Each entry below is to be duplicated precisely.

• **Supplied information**:
※

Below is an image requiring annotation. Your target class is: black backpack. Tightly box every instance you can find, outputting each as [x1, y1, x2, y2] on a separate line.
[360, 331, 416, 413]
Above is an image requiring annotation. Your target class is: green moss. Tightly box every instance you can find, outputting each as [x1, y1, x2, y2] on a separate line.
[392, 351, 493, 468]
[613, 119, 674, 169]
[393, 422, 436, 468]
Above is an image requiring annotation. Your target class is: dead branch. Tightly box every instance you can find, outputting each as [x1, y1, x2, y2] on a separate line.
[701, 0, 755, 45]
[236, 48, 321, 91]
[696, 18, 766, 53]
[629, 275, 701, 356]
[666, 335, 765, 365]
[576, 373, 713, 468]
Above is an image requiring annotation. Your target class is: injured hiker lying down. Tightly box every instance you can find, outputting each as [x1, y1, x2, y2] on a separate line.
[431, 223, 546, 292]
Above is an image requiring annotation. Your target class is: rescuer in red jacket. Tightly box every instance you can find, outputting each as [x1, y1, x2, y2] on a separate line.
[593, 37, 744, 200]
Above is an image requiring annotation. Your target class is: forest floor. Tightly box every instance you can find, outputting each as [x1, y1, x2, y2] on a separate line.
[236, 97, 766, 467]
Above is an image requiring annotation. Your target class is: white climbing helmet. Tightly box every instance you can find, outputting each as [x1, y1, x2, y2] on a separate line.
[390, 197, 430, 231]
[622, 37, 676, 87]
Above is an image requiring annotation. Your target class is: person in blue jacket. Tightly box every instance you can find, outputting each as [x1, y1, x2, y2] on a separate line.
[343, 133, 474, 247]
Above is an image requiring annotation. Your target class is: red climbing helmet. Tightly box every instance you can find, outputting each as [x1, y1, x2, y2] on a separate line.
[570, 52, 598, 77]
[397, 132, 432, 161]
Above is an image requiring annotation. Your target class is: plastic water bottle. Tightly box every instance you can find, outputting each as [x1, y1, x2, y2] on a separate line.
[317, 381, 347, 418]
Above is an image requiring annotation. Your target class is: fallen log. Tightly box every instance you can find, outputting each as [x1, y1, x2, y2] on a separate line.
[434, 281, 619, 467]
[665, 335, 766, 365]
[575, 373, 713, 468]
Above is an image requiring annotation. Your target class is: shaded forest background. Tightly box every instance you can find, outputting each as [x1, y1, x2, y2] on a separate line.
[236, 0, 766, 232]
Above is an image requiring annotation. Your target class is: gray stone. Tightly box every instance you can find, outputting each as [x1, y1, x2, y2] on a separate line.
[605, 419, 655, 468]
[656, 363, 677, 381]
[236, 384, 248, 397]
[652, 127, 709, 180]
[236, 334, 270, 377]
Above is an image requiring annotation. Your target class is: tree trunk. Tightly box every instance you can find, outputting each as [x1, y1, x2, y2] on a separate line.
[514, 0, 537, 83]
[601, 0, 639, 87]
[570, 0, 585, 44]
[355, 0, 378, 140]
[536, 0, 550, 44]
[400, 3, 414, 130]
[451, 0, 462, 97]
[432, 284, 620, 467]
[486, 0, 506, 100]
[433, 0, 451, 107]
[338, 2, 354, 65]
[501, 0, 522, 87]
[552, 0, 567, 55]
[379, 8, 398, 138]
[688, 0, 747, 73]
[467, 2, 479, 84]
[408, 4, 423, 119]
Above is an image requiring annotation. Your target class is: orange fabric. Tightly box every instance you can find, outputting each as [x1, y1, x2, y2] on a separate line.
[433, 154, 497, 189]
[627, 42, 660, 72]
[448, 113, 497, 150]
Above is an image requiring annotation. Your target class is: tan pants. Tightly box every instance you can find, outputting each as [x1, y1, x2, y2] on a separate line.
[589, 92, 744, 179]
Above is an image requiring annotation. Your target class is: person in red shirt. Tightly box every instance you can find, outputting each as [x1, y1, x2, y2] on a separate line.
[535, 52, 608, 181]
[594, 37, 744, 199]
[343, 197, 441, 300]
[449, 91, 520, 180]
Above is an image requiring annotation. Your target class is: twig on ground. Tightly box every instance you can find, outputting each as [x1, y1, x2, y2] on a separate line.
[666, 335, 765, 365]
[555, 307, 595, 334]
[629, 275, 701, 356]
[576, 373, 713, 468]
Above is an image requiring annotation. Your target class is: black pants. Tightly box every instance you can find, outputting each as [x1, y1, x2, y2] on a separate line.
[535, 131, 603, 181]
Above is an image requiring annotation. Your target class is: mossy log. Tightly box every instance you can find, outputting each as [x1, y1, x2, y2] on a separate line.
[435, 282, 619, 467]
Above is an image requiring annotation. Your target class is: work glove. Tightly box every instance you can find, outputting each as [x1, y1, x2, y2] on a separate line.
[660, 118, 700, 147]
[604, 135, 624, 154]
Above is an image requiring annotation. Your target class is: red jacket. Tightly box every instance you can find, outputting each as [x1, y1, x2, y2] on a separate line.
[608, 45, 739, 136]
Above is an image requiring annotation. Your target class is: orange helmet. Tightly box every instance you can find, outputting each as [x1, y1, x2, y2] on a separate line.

※

• **Task solution**:
Below is an image requiring annotation. Your target class is: black backpack. Tightly box every instance you can find, outputting each as [x1, y1, x2, y2] on a separate line.
[360, 331, 416, 413]
Above is an image requiring annotation. Your target class is: green moss. Tightly box every instance you can find, outputting each as [x1, y1, x2, y2] on a separate line.
[392, 351, 493, 468]
[613, 119, 674, 169]
[393, 422, 436, 468]
Above is an image requiring annotation. Your target class is: dead branch. Tightly box every instance you can find, outputting each as [x1, y1, x2, y2] on a separate line.
[701, 0, 755, 45]
[236, 48, 321, 91]
[696, 18, 766, 53]
[629, 275, 701, 356]
[666, 335, 765, 365]
[576, 373, 713, 468]
Above is an image requiring annotation. Your target class is: injured hiker lying down. Tightly box every instance you can find, outputting each as [x1, y1, x2, y2] on a separate line.
[431, 223, 546, 292]
Above is an image requiring annotation. Your target class is: rescuer in red jacket. Tightly box every instance you can find, outputting each as [x1, y1, x2, y2] on a separate line.
[593, 37, 744, 200]
Above is an image requiring annotation. Your target class is: forest floor. Tightly box every instance you can find, outputting each as [x1, y1, x2, y2] on a separate line.
[236, 97, 766, 467]
Above is an image requiring annotation. Your target class is: white climbing helmet. Tightly box every instance you can find, outputting each as [x1, y1, x2, y2] on a separate line.
[390, 197, 430, 231]
[622, 37, 676, 87]
Above is an image requiring annotation. Your target class is: person in blue jacket. Tightly box every instance you can find, outputting each as [x1, y1, x2, y2] on a separate line.
[343, 133, 474, 247]
Above is an image requiring annotation. Your target class is: red climbing helmet. Tightly box every instance you can find, outputting each as [x1, y1, x2, y2] on a separate line.
[570, 52, 598, 77]
[397, 132, 432, 161]
Above is an image requiring annotation. Your target class is: plastic water bottle. Tightly box every instance you can find, outputting each as [x1, y1, x2, y2] on a separate line.
[317, 381, 347, 418]
Above is an image requiring annotation. Your target class is: fallen log. Tightly box every instance you can find, outputting each as [x1, y1, x2, y2] on a separate line.
[434, 281, 619, 467]
[665, 335, 766, 365]
[575, 373, 713, 468]
Above is an image requiring annotation. Your target class is: shaded forest background. Tightly box every instance you can find, outputting each as [x1, y1, x2, y2] on a separate line.
[236, 0, 766, 232]
Above is an image requiring annotation. Your target class is: gray stone. Tightly box every instance you can find, outputting each as [x1, y1, x2, y2] on a separate line.
[605, 419, 655, 468]
[656, 363, 677, 381]
[236, 384, 248, 397]
[652, 127, 709, 180]
[236, 334, 270, 377]
Above is an image requiring annotation. Your target class is: tree trunk. Tightly box every instance you can find, outputting each as [x1, y1, x2, y2] on a separate line.
[514, 0, 537, 83]
[601, 0, 639, 87]
[570, 0, 585, 44]
[355, 0, 378, 140]
[536, 0, 550, 44]
[400, 3, 414, 130]
[451, 0, 462, 97]
[432, 284, 620, 467]
[486, 0, 506, 100]
[433, 0, 451, 107]
[338, 2, 354, 65]
[501, 0, 522, 87]
[552, 0, 567, 55]
[379, 8, 398, 138]
[688, 0, 747, 73]
[467, 2, 479, 84]
[408, 4, 423, 119]
Above is an image requiring annotation. Your target class is: orange fabric. Tightly box every instance you can find, outputting each as [x1, y1, x2, y2] on a separate line.
[433, 154, 497, 189]
[627, 42, 660, 72]
[448, 113, 497, 150]
Above is an image requiring annotation. Your target class is: tan pants. Tightly box every instance you can find, outputting each as [x1, y1, x2, y2] on a separate line.
[589, 92, 744, 179]
Above is an image requiring annotation. Your target class is: person in red shirt. Tightly box every instance you can find, outputting each as [x1, y1, x2, y2] on a separate line.
[535, 52, 608, 181]
[594, 37, 744, 199]
[343, 197, 441, 300]
[449, 91, 520, 180]
Above is an image requiring annotation. Your target class is: twig on ground. Tightly box every instance you can find, outputting each as [x1, y1, x2, y2] on a separate line.
[666, 335, 765, 365]
[555, 307, 595, 334]
[629, 275, 701, 356]
[576, 373, 713, 468]
Above is an image requiring annotation. Your target class is: black pants. Tightly box every instance you can find, outputting each as [x1, y1, x2, y2] on a separate line.
[535, 131, 603, 181]
Above is an image requiring annotation. Your target class is: mossy log. Tightly box every instance you can find, outputting each as [x1, y1, x2, y2] on a separate line.
[435, 282, 619, 467]
Above is an image requiring annotation. Your target class is: work glove. Tightly box every instance you can find, outputting each as [x1, y1, x2, y2] on a separate line.
[660, 118, 700, 147]
[604, 135, 624, 154]
Above is an image requiring annotation. Your target class is: red jacket. Tightly box every instance you can find, outputting each as [x1, y1, x2, y2] on a separate line.
[608, 45, 739, 136]
Above is an image requiring annotation. Your target class is: orange helmet. Tightly box every instance you can find, outputting each as [x1, y1, x2, y2] on a separate line.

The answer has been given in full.